Picture region annotation data
· · · ·
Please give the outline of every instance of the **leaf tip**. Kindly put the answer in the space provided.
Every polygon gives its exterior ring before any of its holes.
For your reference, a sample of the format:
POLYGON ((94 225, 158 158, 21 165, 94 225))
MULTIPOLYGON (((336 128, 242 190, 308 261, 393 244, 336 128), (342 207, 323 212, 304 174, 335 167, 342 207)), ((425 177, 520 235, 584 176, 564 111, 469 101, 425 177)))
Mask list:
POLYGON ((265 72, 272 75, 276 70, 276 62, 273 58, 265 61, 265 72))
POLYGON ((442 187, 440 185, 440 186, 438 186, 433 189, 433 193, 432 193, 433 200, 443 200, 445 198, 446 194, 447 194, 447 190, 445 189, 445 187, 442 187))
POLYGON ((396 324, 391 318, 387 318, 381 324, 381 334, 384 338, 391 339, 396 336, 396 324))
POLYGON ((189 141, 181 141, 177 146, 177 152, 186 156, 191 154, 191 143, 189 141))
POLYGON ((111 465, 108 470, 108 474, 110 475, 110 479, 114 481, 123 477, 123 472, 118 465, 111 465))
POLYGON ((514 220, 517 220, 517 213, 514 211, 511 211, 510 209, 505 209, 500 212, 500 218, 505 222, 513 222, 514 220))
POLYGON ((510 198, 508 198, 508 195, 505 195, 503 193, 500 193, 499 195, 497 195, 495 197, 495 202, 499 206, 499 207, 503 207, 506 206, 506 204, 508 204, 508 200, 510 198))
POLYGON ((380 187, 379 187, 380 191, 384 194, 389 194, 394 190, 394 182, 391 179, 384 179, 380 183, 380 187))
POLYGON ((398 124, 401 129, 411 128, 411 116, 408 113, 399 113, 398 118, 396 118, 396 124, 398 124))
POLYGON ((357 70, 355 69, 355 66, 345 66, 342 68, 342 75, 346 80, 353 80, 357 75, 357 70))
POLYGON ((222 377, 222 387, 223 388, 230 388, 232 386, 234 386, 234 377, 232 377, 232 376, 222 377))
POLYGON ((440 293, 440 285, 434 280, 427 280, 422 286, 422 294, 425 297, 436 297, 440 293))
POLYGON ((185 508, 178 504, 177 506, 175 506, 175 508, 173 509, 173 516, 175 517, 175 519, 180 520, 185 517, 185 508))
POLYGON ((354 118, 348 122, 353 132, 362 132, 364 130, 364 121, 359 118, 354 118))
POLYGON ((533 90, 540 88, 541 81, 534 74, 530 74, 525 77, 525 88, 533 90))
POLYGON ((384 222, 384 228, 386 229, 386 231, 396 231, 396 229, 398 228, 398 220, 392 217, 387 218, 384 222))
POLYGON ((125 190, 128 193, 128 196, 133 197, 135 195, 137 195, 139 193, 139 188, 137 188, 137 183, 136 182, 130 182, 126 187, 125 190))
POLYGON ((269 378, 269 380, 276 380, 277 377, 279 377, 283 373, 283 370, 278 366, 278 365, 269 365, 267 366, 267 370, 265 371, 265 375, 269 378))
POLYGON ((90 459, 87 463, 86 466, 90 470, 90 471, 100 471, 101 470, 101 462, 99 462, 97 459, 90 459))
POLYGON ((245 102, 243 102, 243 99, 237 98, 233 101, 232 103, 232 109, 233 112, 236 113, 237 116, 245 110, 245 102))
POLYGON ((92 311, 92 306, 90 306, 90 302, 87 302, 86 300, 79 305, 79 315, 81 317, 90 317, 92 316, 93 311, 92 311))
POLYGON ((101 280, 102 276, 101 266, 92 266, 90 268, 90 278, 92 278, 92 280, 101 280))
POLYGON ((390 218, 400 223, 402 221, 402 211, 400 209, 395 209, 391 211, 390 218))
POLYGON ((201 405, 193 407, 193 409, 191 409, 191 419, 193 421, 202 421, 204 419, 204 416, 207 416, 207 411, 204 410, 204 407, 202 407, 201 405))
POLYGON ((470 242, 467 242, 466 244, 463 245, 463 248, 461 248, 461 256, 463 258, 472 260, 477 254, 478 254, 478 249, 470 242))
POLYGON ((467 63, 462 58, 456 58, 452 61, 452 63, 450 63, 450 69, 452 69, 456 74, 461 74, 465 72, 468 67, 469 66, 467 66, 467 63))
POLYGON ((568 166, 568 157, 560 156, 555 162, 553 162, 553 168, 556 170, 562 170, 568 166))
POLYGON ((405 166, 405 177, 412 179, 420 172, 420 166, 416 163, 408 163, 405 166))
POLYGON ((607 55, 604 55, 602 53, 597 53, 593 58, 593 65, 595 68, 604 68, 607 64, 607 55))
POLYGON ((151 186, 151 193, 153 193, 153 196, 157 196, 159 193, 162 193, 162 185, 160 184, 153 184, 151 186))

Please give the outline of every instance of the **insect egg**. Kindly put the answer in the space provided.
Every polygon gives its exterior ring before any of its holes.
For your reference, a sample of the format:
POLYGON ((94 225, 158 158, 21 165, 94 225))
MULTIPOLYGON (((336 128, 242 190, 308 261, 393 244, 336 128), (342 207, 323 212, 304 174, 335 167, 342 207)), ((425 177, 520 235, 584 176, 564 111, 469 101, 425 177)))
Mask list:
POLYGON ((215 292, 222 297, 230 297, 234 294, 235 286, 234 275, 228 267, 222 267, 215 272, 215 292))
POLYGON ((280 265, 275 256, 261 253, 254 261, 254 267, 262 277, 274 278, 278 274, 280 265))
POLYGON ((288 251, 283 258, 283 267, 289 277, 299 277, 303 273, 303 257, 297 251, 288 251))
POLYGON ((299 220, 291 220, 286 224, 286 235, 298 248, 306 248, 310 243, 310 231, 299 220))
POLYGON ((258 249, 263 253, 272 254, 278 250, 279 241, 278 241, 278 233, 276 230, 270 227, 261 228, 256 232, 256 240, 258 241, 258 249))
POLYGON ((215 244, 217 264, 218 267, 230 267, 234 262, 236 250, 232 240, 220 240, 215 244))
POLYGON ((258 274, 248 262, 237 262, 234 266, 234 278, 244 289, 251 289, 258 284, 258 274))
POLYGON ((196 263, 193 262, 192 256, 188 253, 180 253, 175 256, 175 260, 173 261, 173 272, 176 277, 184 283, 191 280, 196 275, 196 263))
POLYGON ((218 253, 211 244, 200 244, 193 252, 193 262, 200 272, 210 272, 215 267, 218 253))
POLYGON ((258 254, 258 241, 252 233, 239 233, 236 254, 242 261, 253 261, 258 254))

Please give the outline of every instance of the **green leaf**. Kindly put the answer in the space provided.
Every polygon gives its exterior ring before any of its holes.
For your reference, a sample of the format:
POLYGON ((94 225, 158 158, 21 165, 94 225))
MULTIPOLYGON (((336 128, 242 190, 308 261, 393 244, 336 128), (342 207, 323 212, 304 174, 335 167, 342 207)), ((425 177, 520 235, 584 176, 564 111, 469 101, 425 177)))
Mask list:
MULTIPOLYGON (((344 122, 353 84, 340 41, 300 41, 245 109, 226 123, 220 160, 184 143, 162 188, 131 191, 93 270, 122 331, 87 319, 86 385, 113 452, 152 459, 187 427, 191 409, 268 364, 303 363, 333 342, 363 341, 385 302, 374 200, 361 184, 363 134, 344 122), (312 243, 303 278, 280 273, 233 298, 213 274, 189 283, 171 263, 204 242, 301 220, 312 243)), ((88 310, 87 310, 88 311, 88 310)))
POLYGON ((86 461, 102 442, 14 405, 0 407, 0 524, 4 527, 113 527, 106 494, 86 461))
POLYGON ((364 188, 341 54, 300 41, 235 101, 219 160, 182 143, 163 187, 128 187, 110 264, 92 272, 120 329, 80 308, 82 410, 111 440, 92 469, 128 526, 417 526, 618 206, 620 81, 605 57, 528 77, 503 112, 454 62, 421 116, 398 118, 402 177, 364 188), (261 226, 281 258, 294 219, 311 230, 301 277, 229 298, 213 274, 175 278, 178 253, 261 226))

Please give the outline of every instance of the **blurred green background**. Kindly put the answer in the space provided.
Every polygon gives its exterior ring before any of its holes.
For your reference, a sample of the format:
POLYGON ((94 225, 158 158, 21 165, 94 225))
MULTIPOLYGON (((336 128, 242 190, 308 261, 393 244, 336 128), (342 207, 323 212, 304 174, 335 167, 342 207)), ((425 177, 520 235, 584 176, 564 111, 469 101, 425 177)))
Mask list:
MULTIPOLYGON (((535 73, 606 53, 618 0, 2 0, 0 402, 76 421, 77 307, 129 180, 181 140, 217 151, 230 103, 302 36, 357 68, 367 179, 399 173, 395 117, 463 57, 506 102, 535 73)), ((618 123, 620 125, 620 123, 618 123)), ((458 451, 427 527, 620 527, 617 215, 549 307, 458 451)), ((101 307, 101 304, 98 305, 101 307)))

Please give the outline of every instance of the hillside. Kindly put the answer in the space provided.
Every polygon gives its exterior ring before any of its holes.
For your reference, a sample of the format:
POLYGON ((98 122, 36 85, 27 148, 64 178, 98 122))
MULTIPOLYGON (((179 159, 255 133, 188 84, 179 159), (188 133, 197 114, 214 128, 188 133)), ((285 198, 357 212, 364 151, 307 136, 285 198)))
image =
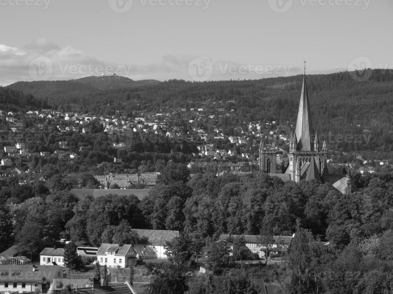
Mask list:
POLYGON ((65 99, 96 94, 105 90, 134 88, 160 83, 155 80, 134 81, 119 76, 94 76, 68 81, 38 81, 18 82, 7 86, 13 90, 31 94, 38 98, 65 99))

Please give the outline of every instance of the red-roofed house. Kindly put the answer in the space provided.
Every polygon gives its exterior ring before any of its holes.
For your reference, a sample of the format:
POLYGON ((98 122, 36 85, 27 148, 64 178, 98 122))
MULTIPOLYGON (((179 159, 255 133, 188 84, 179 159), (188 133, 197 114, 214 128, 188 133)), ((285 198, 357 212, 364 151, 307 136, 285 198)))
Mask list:
POLYGON ((136 264, 136 252, 131 245, 103 243, 97 251, 97 259, 100 264, 109 267, 125 268, 136 264))

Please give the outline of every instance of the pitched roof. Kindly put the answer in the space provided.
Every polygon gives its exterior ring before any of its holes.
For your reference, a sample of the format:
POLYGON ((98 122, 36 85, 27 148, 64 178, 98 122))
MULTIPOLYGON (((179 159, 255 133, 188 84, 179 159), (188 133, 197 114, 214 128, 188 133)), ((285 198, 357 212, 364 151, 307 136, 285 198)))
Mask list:
POLYGON ((60 269, 59 265, 36 265, 33 271, 31 265, 0 265, 0 276, 4 281, 17 281, 18 282, 42 281, 43 277, 51 281, 58 277, 57 273, 60 269))
POLYGON ((118 195, 119 196, 134 195, 140 200, 142 200, 147 196, 150 191, 150 189, 71 189, 70 192, 75 195, 80 200, 85 198, 85 195, 92 196, 97 198, 100 196, 104 196, 109 194, 118 195))
POLYGON ((311 111, 310 108, 305 74, 303 79, 295 134, 298 139, 298 150, 312 151, 314 150, 314 129, 311 122, 311 111))
POLYGON ((133 283, 132 287, 138 294, 148 294, 149 293, 148 283, 133 283))
POLYGON ((128 282, 123 285, 104 286, 98 289, 92 288, 78 289, 79 294, 136 294, 135 290, 128 282))
POLYGON ((103 243, 101 244, 98 250, 97 251, 97 254, 106 255, 107 251, 114 251, 118 249, 115 254, 115 255, 125 256, 127 252, 130 249, 135 254, 136 252, 135 250, 132 248, 132 246, 130 244, 124 244, 121 247, 119 247, 118 244, 109 244, 109 243, 103 243))
MULTIPOLYGON (((248 243, 260 243, 259 240, 260 236, 255 235, 228 235, 221 234, 220 235, 219 239, 220 240, 225 240, 230 237, 233 237, 237 239, 244 237, 246 241, 248 243)), ((288 245, 292 240, 292 236, 273 236, 273 239, 275 244, 283 244, 288 245)))
POLYGON ((40 253, 40 255, 57 255, 59 256, 64 256, 64 249, 44 248, 44 250, 40 253))
POLYGON ((317 167, 316 163, 315 163, 315 160, 312 158, 309 168, 307 169, 307 173, 306 174, 306 180, 309 181, 311 180, 316 180, 320 181, 321 181, 318 167, 317 167))
POLYGON ((159 230, 134 230, 141 238, 149 238, 151 245, 164 246, 165 241, 169 241, 180 235, 178 231, 167 231, 159 230))

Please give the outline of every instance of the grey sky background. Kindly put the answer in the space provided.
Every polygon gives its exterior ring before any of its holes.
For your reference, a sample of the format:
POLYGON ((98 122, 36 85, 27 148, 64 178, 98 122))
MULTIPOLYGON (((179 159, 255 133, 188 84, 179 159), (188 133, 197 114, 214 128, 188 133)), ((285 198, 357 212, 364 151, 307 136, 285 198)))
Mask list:
POLYGON ((391 69, 392 12, 392 0, 0 0, 0 85, 261 78, 305 59, 309 74, 391 69))

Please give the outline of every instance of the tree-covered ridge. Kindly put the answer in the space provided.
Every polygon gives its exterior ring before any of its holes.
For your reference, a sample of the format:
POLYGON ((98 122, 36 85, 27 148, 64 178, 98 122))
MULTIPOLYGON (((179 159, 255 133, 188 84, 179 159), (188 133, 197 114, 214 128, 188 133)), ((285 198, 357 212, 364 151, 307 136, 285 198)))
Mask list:
POLYGON ((0 110, 8 111, 42 109, 48 107, 45 100, 37 99, 31 94, 0 87, 0 110))

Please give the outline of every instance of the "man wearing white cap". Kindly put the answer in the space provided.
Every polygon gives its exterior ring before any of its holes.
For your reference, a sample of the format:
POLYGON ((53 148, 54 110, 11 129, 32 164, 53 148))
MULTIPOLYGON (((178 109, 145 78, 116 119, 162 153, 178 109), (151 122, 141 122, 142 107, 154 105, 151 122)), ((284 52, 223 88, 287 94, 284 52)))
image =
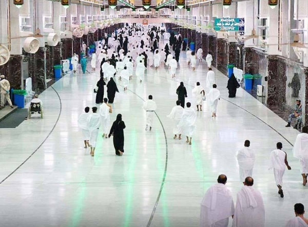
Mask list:
POLYGON ((12 101, 10 98, 10 88, 11 87, 10 85, 10 82, 7 80, 5 79, 4 75, 0 75, 1 78, 1 81, 0 81, 0 94, 1 95, 1 108, 4 107, 4 104, 7 100, 9 105, 11 108, 13 107, 12 105, 12 101))
POLYGON ((227 227, 234 214, 232 195, 225 185, 227 177, 219 175, 217 182, 208 188, 201 202, 201 227, 227 227))

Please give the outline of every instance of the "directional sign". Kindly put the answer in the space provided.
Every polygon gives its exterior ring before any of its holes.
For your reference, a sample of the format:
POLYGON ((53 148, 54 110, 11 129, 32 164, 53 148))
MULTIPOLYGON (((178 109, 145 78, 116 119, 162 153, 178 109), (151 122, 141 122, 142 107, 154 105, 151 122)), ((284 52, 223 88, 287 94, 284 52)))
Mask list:
POLYGON ((215 31, 238 31, 239 23, 239 18, 215 18, 214 29, 215 31))

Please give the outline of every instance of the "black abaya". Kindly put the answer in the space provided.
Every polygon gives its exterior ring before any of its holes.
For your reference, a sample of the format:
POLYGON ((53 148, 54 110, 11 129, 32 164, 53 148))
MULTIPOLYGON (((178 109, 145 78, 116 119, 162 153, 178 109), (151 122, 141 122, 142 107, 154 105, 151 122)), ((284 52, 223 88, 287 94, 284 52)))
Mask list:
· · · ·
[WRITTEN INSTRUCTION] Could you rewrite the lines from the one with "Please give the outline of every instance of the hillside." up to and including the one with "POLYGON ((65 99, 96", switching "hillside" to "slope" and leaving everything else as it is? Keep any pictures out of your answer.

[WRITTEN REPLY]
Please give the outline of every instance of the slope. Kindly put the answer in the space provided.
Every polygon gives its exterior ring before any of its holes.
For your reference, a sample of the format:
POLYGON ((98 122, 36 85, 27 148, 64 178, 98 122))
MULTIPOLYGON (((179 159, 255 133, 188 84, 179 159), (188 133, 197 114, 214 128, 188 133)), ((285 198, 357 212, 364 151, 307 136, 285 198)))
image =
Mask list:
POLYGON ((65 99, 96 94, 105 90, 134 88, 160 83, 155 80, 134 81, 119 76, 94 76, 68 81, 38 81, 18 82, 7 86, 13 90, 31 94, 38 98, 65 99))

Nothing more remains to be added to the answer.